**QUOTED PASSAGE:**
►
If this filter is so much better, why isn't it the default? The answer is that it relies on external executable programs which must be obtained and installed for your server platform. This would add too much complexity to the installation process, so it left out as an optional "extra" step.
Here are the steps required to install and configure the filters:
First, download the XPDF suite found at: http://www.foolabs.com/xpdf and install it on your server. The executables can be located anywhere, but make a note of the full path to each command.
You may be able to download a binary distribution for your platform, which simplifies installation. Xpdf is readily available for Linux, Solaris, MacOSX, Windows, NetBSD, HP-UX, AIX, and OpenVMS, and is reported to work on AIX, OS/2, and many other systems.
The only tools you really need are:
Fetch and install the Java Advanced Imaging Image I/O Tools.
◄
**PROVIDED DATA:**
►
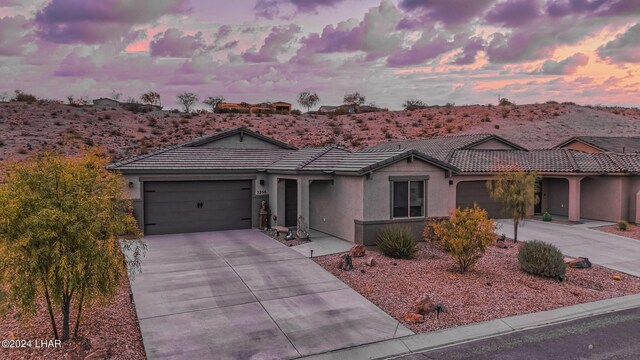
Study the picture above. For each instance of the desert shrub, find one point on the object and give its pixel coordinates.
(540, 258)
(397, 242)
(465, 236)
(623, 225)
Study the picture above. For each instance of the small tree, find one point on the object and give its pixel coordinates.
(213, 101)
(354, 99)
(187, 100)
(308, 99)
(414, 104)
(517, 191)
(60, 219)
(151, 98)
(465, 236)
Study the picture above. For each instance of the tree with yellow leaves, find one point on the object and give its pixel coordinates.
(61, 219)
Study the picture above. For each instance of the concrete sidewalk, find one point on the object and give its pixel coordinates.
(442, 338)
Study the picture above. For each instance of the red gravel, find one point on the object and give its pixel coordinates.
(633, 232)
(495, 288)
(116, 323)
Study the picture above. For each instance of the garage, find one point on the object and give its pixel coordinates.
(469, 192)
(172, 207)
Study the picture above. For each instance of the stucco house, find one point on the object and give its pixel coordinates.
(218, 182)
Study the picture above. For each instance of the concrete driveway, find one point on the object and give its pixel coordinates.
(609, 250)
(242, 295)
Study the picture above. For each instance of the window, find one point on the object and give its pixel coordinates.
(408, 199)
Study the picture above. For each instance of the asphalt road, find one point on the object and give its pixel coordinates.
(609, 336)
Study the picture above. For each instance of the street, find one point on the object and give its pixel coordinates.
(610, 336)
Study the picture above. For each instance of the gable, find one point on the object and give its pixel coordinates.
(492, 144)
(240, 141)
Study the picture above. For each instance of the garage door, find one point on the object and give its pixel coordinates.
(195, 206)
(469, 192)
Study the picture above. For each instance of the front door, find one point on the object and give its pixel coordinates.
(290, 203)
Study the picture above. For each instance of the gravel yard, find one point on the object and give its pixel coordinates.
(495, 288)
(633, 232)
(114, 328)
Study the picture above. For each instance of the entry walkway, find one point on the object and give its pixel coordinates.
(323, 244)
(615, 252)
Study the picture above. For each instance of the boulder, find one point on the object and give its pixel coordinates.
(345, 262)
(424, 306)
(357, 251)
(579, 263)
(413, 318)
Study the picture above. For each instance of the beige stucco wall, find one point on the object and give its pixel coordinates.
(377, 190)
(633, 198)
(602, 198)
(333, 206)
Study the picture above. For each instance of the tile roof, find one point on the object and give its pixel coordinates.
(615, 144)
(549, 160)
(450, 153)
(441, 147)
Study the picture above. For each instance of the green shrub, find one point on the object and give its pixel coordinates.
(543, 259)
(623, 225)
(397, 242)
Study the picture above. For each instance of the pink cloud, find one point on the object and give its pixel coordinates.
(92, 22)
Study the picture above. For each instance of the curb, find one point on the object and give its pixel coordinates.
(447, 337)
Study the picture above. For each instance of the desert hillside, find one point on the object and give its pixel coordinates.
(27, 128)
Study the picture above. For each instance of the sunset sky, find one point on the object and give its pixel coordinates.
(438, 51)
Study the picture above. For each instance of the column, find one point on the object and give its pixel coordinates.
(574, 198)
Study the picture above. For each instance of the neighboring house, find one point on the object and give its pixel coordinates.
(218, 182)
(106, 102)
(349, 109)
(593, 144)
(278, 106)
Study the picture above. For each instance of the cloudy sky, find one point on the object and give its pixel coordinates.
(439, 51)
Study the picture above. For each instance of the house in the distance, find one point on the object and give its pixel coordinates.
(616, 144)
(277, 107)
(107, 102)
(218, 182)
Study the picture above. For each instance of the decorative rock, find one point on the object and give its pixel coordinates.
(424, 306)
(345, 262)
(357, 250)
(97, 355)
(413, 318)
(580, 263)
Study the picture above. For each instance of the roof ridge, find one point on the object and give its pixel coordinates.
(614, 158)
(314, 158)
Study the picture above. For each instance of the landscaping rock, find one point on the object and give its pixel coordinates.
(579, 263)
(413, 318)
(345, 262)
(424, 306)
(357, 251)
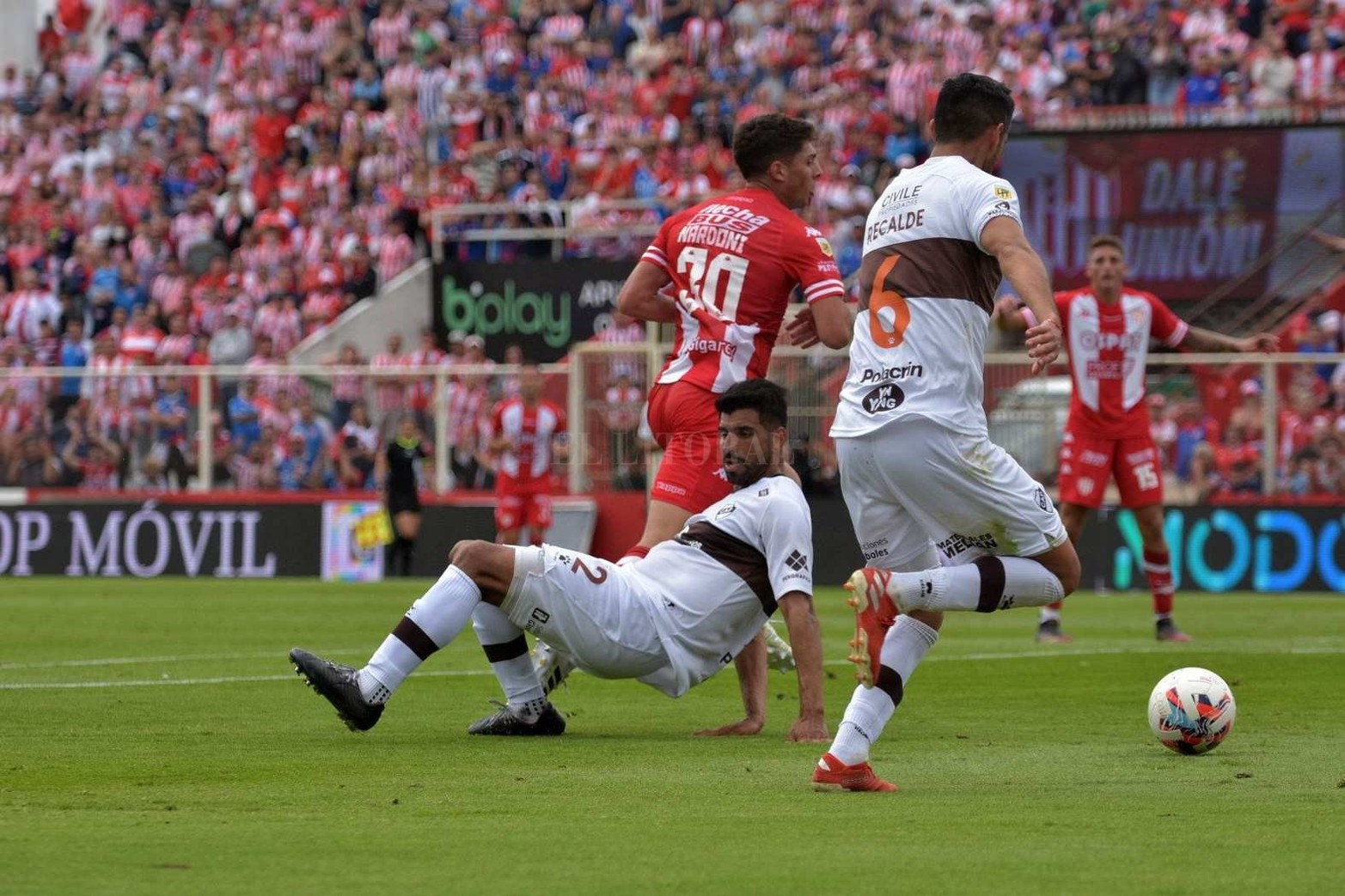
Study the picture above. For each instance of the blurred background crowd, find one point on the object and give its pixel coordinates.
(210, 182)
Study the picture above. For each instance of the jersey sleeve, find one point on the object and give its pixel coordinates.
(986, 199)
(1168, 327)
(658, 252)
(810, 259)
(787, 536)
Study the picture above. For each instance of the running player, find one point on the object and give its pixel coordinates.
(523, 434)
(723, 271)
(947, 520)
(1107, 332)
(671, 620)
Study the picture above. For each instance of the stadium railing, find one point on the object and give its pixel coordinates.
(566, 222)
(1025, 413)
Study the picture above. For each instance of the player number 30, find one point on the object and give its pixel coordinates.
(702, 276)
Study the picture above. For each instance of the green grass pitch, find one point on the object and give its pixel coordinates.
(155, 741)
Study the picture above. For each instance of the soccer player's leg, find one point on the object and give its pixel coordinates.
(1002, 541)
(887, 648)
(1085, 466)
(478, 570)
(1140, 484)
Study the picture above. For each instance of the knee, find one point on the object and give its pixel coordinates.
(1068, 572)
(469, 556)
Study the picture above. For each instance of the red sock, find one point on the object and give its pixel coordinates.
◄
**WORK INSTRUCTIONS:**
1. How would you render this sentence from the XPDF installation text in Spanish: "The executables can be located anywhere, but make a note of the full path to each command."
2. Can you reproduce the XPDF installation text starting with "Here are the" and going on through "Image I/O Tools.", swapping "server" for "machine"?
The records come from a separate source unrelated to the text.

**RESULTS:**
1. Los ejecutables pueden ubicarse en cualquier lugar, pero anote la ruta completa de cada comando.

2.
Here are the steps required to install and configure the filters:
First, download the XPDF suite found at: http://www.foolabs.com/xpdf and install it on your machine. The executables can be located anywhere, but make a note of the full path to each command.
You may be able to download a binary distribution for your platform, which simplifies installation. Xpdf is readily available for Linux, Solaris, MacOSX, Windows, NetBSD, HP-UX, AIX, and OpenVMS, and is reported to work on AIX, OS/2, and many other systems.
The only tools you really need are:
Fetch and install the Java Advanced Imaging Image I/O Tools.